■ Exercise goal: Lines from the first one down to the one containing "Target: gray jersey" in the data below are the only ones needed; please return them exactly, both ends included.

Data excerpts START

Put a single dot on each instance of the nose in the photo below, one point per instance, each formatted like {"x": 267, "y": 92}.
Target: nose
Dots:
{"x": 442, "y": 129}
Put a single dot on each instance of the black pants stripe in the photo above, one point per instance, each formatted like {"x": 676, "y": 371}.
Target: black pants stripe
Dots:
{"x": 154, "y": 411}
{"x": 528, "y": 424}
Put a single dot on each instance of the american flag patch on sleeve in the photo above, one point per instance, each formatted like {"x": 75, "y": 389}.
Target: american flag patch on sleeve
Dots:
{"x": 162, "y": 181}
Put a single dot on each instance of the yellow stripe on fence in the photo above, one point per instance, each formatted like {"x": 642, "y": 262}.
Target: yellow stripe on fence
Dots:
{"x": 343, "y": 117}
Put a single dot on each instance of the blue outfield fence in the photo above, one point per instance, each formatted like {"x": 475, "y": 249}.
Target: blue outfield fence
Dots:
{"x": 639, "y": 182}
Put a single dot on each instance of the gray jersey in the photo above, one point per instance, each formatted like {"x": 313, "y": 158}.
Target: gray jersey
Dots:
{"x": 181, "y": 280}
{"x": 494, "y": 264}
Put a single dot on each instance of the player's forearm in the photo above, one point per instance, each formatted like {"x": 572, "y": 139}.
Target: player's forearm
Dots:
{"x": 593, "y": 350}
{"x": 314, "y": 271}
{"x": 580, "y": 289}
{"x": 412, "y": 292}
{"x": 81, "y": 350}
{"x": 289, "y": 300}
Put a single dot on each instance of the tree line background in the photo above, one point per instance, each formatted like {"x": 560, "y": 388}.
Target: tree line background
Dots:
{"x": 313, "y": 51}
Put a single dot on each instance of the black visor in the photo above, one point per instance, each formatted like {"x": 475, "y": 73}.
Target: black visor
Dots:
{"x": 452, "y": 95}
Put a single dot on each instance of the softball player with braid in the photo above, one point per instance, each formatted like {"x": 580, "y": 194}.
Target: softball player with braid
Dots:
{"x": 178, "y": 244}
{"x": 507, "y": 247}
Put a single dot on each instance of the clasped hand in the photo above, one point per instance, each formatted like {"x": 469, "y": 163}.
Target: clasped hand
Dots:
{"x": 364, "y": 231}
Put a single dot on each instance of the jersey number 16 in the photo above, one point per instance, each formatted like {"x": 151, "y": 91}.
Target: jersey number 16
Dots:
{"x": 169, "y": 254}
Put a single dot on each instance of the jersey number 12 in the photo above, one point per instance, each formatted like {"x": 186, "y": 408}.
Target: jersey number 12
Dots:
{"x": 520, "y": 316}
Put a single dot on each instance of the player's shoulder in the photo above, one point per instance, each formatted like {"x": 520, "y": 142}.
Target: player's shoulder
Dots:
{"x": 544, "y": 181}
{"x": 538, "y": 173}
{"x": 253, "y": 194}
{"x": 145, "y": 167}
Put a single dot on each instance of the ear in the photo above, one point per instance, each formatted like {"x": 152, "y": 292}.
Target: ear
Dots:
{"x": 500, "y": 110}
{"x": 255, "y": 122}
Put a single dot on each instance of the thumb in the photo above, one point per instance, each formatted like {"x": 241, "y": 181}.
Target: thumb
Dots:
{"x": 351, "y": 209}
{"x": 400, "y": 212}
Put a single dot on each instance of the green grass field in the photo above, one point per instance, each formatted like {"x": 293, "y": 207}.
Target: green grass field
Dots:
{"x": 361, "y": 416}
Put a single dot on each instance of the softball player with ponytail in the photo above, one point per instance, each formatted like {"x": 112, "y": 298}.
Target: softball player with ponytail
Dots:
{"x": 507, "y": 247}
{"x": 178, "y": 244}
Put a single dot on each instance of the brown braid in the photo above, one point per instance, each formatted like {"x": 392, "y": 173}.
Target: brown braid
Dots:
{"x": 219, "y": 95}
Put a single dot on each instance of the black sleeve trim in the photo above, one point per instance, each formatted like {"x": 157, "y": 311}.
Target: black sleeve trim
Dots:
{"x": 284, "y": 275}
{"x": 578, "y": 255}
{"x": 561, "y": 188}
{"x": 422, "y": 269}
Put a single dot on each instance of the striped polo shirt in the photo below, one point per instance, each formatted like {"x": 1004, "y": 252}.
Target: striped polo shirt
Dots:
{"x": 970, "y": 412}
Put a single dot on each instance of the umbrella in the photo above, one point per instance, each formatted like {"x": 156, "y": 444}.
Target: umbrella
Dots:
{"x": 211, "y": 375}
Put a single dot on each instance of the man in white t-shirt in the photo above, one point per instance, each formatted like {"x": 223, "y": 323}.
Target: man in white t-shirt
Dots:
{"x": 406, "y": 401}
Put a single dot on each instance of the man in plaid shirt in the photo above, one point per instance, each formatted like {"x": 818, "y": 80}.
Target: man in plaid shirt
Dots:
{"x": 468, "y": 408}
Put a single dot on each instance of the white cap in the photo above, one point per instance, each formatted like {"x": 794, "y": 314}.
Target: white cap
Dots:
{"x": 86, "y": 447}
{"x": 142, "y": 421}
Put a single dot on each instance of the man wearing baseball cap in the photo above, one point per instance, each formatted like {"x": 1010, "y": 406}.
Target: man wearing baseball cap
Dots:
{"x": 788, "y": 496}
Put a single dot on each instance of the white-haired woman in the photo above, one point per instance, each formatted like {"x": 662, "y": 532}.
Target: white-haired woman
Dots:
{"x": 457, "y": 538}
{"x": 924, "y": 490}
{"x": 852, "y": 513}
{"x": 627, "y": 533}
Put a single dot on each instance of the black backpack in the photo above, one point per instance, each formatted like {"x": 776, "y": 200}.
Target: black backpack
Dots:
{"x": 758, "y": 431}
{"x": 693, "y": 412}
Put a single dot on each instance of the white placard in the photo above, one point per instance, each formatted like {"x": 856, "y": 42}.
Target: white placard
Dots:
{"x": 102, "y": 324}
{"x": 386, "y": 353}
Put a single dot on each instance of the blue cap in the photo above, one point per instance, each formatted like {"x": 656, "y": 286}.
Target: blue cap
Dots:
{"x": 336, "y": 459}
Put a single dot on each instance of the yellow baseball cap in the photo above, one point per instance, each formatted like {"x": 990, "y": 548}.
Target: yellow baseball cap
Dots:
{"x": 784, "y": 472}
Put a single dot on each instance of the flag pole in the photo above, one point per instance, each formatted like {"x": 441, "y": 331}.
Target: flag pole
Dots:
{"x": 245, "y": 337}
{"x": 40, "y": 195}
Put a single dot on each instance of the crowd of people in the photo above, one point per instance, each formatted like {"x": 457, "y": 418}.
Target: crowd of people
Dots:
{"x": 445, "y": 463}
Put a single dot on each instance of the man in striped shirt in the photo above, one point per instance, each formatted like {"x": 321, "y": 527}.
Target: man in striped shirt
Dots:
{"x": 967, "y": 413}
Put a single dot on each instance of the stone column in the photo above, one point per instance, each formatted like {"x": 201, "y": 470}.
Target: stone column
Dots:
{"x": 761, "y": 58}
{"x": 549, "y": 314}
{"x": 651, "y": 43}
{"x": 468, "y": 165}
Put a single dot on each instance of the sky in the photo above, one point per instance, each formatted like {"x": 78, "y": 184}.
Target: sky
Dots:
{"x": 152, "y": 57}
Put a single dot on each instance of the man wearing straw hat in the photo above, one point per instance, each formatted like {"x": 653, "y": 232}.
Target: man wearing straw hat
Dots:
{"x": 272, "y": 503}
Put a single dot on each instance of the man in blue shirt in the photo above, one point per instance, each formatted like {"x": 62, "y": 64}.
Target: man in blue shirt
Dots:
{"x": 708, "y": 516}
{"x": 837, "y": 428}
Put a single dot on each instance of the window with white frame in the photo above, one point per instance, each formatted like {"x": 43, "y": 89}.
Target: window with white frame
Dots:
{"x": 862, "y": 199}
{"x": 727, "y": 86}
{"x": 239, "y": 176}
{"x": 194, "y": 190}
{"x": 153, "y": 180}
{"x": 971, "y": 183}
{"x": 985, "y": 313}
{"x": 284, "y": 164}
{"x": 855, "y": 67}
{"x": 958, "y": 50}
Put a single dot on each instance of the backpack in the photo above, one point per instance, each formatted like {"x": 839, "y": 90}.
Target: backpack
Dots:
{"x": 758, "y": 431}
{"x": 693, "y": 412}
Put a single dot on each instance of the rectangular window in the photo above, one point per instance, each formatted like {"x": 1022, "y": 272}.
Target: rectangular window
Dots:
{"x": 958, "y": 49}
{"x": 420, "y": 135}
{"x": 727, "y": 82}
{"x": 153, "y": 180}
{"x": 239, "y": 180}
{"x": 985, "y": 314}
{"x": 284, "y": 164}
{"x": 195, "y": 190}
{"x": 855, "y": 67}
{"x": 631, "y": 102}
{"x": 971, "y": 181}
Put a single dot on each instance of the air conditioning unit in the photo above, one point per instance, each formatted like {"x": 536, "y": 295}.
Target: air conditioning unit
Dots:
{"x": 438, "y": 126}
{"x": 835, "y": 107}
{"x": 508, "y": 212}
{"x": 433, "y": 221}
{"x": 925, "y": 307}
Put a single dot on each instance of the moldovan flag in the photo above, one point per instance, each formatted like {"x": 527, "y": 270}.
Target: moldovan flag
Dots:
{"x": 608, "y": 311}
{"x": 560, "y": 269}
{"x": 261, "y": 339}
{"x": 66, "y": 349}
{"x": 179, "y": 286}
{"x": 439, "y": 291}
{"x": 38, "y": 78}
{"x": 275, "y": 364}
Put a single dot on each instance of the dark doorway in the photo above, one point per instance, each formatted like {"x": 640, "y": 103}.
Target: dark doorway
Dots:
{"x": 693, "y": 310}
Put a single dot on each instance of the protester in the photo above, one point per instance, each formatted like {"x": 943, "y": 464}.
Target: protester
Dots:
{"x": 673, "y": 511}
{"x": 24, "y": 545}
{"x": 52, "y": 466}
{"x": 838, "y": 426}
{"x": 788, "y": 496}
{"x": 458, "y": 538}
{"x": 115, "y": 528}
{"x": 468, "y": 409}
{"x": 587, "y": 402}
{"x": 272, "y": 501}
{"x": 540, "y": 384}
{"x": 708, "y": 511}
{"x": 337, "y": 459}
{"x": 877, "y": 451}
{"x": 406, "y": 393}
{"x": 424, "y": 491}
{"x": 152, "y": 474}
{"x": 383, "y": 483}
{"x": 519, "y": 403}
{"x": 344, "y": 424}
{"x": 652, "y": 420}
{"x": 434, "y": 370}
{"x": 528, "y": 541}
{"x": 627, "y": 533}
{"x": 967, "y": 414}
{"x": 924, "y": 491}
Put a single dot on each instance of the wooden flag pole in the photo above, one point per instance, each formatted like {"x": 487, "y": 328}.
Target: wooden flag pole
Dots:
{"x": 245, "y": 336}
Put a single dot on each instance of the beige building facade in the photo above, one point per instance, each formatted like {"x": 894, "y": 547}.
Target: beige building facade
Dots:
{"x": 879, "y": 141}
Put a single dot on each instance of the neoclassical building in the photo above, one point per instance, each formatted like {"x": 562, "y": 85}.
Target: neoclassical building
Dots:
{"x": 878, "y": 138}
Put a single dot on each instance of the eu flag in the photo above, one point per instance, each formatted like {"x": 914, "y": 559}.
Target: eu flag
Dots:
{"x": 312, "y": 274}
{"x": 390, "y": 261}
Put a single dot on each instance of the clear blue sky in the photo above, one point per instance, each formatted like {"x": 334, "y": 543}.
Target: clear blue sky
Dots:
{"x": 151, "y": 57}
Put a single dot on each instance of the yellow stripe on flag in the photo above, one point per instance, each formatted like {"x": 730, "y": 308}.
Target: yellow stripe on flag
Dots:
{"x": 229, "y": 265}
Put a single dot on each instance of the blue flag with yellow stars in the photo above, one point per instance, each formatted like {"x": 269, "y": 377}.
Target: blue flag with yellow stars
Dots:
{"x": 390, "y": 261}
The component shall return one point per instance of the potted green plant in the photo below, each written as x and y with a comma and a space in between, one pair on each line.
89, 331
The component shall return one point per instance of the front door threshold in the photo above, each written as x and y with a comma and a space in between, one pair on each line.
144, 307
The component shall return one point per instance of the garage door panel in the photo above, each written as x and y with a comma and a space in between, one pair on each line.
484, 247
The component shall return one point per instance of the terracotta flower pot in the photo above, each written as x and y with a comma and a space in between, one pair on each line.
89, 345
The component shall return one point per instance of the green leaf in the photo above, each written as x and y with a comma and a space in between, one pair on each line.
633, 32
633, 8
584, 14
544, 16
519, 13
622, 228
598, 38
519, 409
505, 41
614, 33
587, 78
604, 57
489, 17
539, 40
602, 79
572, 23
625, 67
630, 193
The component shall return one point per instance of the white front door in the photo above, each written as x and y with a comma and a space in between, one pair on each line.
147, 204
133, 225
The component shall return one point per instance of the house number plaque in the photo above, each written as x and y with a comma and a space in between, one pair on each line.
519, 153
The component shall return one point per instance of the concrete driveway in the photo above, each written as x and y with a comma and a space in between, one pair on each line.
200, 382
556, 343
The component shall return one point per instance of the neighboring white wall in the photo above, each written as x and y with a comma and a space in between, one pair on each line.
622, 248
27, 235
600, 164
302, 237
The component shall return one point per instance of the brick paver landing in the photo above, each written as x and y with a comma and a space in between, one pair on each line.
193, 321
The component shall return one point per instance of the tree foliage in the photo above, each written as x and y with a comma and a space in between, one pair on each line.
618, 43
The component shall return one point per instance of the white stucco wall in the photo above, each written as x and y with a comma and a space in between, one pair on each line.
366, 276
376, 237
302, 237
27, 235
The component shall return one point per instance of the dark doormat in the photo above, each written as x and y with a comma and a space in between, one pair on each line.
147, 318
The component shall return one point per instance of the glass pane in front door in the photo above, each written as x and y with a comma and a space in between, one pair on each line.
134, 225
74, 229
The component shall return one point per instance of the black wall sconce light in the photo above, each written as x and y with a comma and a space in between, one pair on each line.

Data excerpts END

■ Answer box:
Put a single dot on each instance of the nose in the photo below, one point per instance, each formatted like {"x": 267, "y": 92}.
Target: nose
Dots:
{"x": 442, "y": 129}
Put a single dot on each instance of the black pants stripe in the photo above, one point per instance, each formatted like {"x": 676, "y": 371}.
Target: black pants stripe
Dots:
{"x": 154, "y": 411}
{"x": 528, "y": 424}
Put a single dot on each instance of the american flag patch on sleeve in the photo above, one point per instance, each formatted like {"x": 75, "y": 389}.
Target: american flag patch on sleeve
Dots:
{"x": 162, "y": 181}
Put a single dot on each instance of the yellow stripe on fence in the photo above, one point per instance, each formatted like {"x": 642, "y": 262}.
Target: yellow stripe on fence
Dots:
{"x": 343, "y": 117}
Put a single dot on each instance of the blue outfield fence in the photo above, one point per instance, each formatted like {"x": 475, "y": 249}.
Target: blue outfield fence
Dots:
{"x": 639, "y": 182}
Put a single dot on each instance of the gray jersey in the photo above, one point per instance, each formatted like {"x": 313, "y": 158}.
Target: gray jersey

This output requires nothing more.